#### Text section:
BEGIN

When state lands began to reopen after the governor's Stay Home, Stay Healthy order, the Washington Recreate Responsibly Coalition was formed under the leadership of Washington Trails Association, outdoor retailer REI and state land managers. More than 70 organizations came together to create clear consistent guidelines to help everyone in our state get outside safely. And the work of the Washington coalition helped shape the national conversation.
More than 5 million people have turned to wta.org for information and advice in a year when public lands proved more important than ever. From searching by pass to adding new, free planning maps for popular trails, we continued to create new tools to help our community plan new adventures on more than 3,800 trails in our state.
In a major federal funding victory, WTA elevated the voices of thousands of hiker-advocates and continued decades-long work with our partners for critical trails and land victories, including an important funding victory this summer with passage of the federal Great American Outdoors Act. The act commits $900 million in annual permanent funding for the Land and Water Conservation Fund (LWCF), and another $1.9 billion annually (for up to five years) for federal land management agencies to address their deferred maintenance backlogs.

END

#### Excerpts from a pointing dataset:
BEGIN

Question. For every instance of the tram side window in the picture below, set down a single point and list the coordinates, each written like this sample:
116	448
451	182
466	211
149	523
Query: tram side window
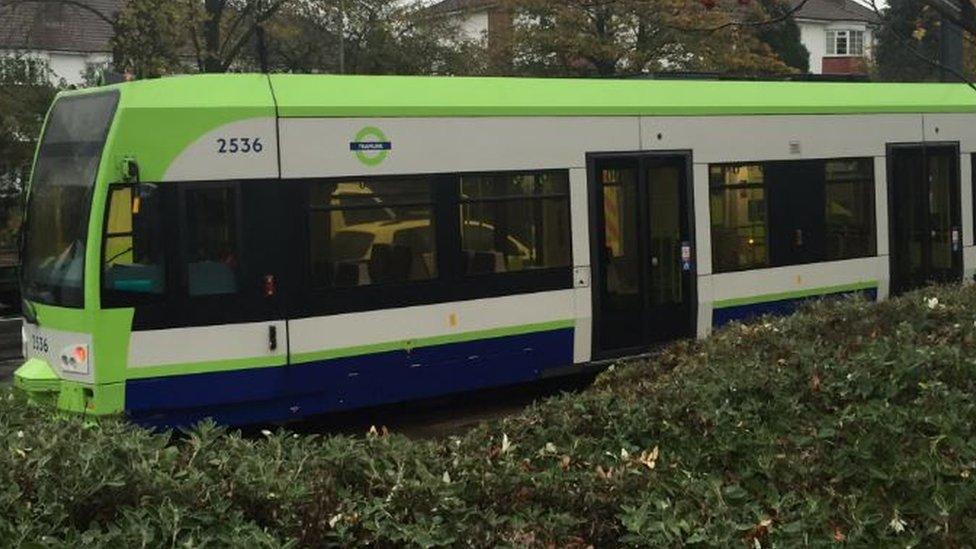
212	241
133	256
514	222
850	208
738	207
366	233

END

#### Given exercise:
Could you copy out the entire Washington Trails Association passage word for word? Rely only on the Washington Trails Association passage, not on the items.

#### Task response:
When state lands began to reopen after the governor's Stay Home, Stay Healthy order, the Washington Recreate Responsibly Coalition was formed under the leadership of Washington Trails Association, outdoor retailer REI and state land managers. More than 70 organizations came together to create clear consistent guidelines to help everyone in our state get outside safely. And the work of the Washington coalition helped shape the national conversation.
More than 5 million people have turned to wta.org for information and advice in a year when public lands proved more important than ever. From searching by pass to adding new, free planning maps for popular trails, we continued to create new tools to help our community plan new adventures on more than 3,800 trails in our state.
In a major federal funding victory, WTA elevated the voices of thousands of hiker-advocates and continued decades-long work with our partners for critical trails and land victories, including an important funding victory this summer with passage of the federal Great American Outdoors Act. The act commits $900 million in annual permanent funding for the Land and Water Conservation Fund (LWCF), and another $1.9 billion annually (for up to five years) for federal land management agencies to address their deferred maintenance backlogs.